#### [Collected data entries]
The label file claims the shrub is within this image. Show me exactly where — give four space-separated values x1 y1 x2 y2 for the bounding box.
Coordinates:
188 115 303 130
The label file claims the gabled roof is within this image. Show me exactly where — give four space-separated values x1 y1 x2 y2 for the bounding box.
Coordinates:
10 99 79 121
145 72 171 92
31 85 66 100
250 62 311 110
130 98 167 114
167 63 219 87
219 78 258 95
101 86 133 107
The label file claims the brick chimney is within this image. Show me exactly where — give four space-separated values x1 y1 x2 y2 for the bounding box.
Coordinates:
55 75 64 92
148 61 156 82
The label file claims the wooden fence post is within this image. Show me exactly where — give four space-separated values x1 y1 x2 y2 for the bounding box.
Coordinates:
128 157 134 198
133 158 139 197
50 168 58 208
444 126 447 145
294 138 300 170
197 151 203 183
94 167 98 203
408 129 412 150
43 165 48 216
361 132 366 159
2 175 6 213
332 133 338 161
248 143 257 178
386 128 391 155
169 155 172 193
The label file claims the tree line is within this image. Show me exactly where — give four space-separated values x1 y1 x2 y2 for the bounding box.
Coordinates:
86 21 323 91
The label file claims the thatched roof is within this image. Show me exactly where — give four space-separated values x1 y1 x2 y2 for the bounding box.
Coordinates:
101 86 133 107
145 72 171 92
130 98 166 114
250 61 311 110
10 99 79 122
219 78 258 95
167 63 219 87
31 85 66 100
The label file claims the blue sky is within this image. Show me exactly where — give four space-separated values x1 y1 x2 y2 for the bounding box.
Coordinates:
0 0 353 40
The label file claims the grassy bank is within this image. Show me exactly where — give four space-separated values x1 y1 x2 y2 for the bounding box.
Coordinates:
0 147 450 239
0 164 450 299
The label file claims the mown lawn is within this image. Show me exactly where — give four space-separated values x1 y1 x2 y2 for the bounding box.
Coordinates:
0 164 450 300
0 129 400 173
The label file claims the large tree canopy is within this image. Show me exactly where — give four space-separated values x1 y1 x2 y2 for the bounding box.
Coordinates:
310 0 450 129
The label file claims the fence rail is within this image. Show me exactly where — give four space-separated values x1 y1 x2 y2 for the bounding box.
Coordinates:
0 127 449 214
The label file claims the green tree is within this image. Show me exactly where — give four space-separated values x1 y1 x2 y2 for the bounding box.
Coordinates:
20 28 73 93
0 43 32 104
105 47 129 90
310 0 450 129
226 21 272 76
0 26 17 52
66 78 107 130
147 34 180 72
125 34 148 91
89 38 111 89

#### [EXERCISE DETAILS]
Copy every one of the records above line for line, changing nothing.

#### [FULL RESPONSE]
The label file claims the shrub is within this image. Show me exactly where — give four space-separated values x1 y1 x2 y2 for the bounding box.
Coordinates:
188 115 303 130
The label file claims the gabled roof is within this image. Show me exactly where — give four space-separated values x1 y1 x2 y2 for the bounding box.
Coordinates:
10 99 79 121
145 72 171 92
31 85 66 100
250 62 311 110
130 98 167 114
167 63 219 87
219 78 258 95
101 86 133 107
The label file claims the brick chimney is within this image. Show me exactly where — give four space-separated values x1 y1 x2 y2 for the bounding box.
Coordinates:
55 75 64 92
148 61 156 82
The label file claims the wooden fence post is within this image. Show me exactly where — give four space-separated values x1 y1 x2 y2 for the bounding box.
Coordinates:
128 157 134 198
133 158 139 197
50 168 58 208
444 126 447 145
294 138 300 170
197 151 203 183
94 167 98 203
408 129 412 150
43 165 48 216
361 132 366 159
2 175 6 213
332 133 338 161
248 143 257 178
386 128 391 155
169 155 172 193
The label file claims the tree line is within this image. Show me exactly where — give four space-separated values x1 y1 x2 y2 for the bounding box.
Coordinates:
86 21 323 91
The label file claims the thatched roof is within this image. Show me exactly where — give four space-separated values x1 y1 x2 y2 for the bounding box.
Coordinates:
101 86 133 107
145 72 171 92
130 98 166 114
250 61 311 110
10 99 79 122
219 78 258 95
167 63 219 87
31 85 66 100
The label file claims the blue sky is within this image. Show me exactly where — give four space-separated values x1 y1 x2 y2 for the bounding box.
Coordinates:
0 0 353 40
The label file claims the grassy bank is within this image. Show me exactly where — give four space-separated values x1 y1 x2 y2 for the bounding box.
Coordinates:
0 147 450 239
0 164 450 299
The label file claims the mown lawn is within this image. Show me exactly where — give four space-separated values x1 y1 x2 y2 for the bounding box.
Coordinates:
0 164 450 300
0 129 400 173
The label file claims the large tree canopy is within this image. Show me exactly where — give four space-separated values x1 y1 x2 y2 for the bounding box.
Coordinates:
310 0 450 129
The label file claims the fence rail is within this image. Show me exactly where — give four space-separated values x1 y1 x2 y2 for the bounding box.
Coordinates:
0 127 449 214
The label file claims the green tree is within this image. Show me exactly where — give four space-separated values x1 y1 x2 y2 for the bounding box.
Coordinates:
20 28 73 93
0 43 32 104
105 47 129 90
310 0 450 129
226 21 272 76
0 26 17 52
66 78 107 130
147 34 180 72
125 34 148 91
89 38 111 89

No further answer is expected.